→ **WHAT NEEDS TO BE DONE**
Gather every line of the entries below that contains the word "soccer" and copy each one out in full.

>> begin PROVIDED RECORDS

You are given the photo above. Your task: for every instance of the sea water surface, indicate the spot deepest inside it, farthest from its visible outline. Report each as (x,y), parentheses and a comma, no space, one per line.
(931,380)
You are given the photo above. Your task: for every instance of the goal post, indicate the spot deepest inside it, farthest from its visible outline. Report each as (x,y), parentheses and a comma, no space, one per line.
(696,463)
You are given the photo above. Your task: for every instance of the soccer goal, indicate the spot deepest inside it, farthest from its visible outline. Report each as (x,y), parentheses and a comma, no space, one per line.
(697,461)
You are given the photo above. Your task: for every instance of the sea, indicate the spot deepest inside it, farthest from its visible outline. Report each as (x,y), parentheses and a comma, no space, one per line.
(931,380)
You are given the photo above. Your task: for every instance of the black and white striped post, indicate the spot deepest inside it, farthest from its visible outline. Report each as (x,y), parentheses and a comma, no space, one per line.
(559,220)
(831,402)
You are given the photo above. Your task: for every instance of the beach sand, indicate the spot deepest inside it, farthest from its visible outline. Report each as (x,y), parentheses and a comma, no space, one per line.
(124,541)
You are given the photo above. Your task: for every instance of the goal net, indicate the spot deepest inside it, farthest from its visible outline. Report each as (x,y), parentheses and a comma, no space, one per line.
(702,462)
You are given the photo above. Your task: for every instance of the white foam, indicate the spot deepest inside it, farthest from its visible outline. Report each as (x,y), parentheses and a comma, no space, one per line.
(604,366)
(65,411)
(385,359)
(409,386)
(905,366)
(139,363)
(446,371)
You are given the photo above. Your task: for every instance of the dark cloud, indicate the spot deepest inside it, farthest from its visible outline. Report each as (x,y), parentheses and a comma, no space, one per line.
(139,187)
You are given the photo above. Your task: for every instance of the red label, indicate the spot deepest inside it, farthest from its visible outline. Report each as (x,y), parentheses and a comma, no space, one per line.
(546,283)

>> end PROVIDED RECORDS
>> begin PROVIDED RECORDS

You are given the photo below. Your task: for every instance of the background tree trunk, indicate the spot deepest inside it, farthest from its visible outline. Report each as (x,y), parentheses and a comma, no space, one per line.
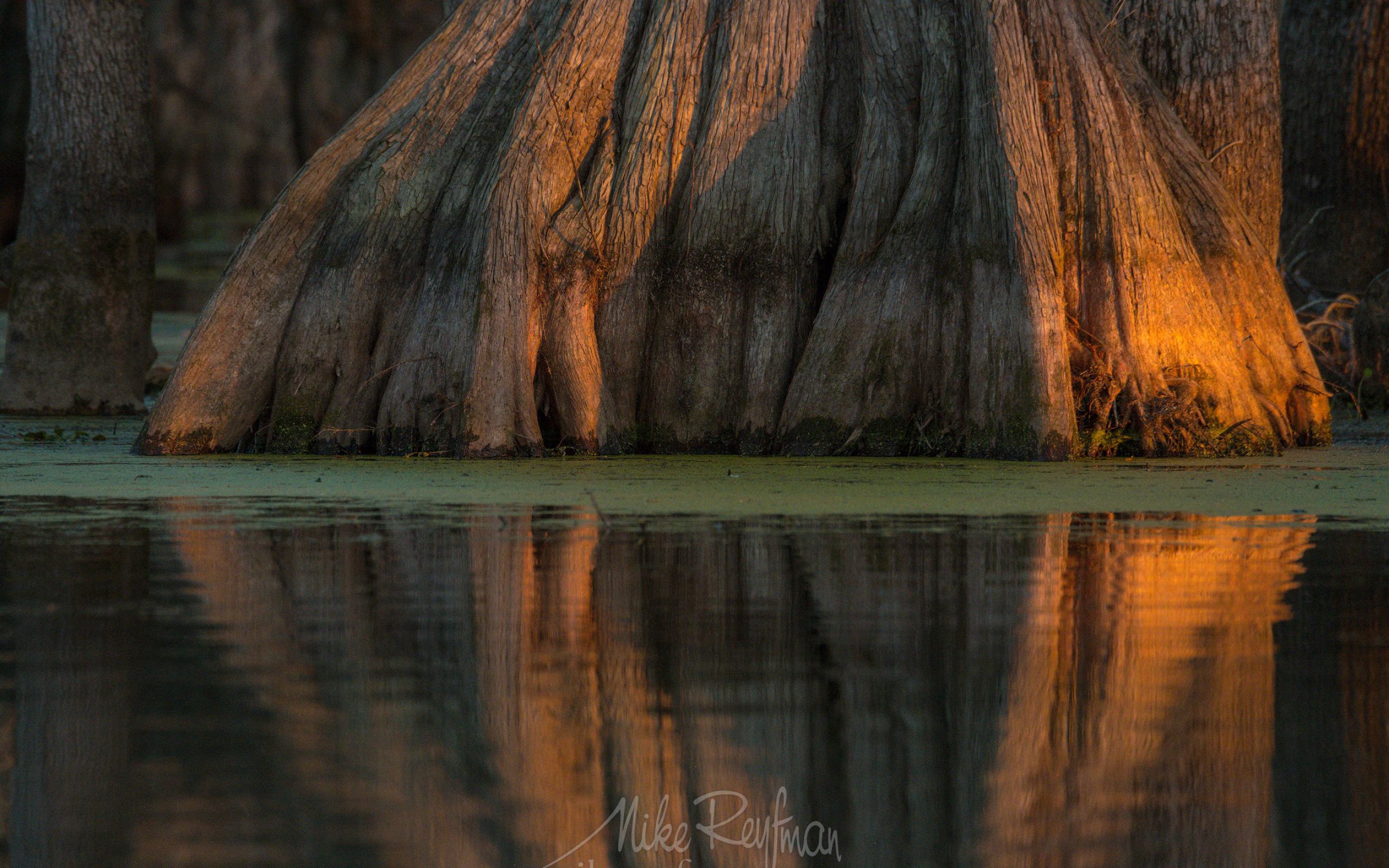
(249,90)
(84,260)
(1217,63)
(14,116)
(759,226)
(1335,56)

>> end PROVIDED RECORDS

→ **RESULT OF THE TASK**
You are given the photo above. Your task: for every instance of the soccer goal, indicate the spot deepest inside it, farthest from its visible outline. Report each as (x,y), parentheses and a comma, no space, one per line.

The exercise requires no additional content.